=== Items ===

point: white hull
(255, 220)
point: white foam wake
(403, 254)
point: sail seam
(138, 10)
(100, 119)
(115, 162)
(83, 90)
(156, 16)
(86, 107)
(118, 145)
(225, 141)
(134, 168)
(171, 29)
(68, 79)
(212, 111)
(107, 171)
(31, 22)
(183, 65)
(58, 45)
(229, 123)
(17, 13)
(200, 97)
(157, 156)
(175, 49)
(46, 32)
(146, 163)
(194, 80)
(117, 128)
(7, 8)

===

Task statement:
Copy all of these rows again, swapping "white" for "pale" each time it appears and leaving everything else the same.

Result of this task:
point: pale hull
(255, 220)
point: pale foam wake
(403, 254)
point: sail seam
(138, 10)
(100, 119)
(115, 162)
(83, 90)
(156, 16)
(86, 107)
(118, 145)
(225, 141)
(134, 168)
(171, 29)
(68, 79)
(212, 111)
(107, 171)
(31, 22)
(183, 65)
(58, 45)
(229, 123)
(17, 13)
(200, 97)
(157, 156)
(175, 49)
(46, 32)
(146, 163)
(194, 80)
(117, 128)
(7, 8)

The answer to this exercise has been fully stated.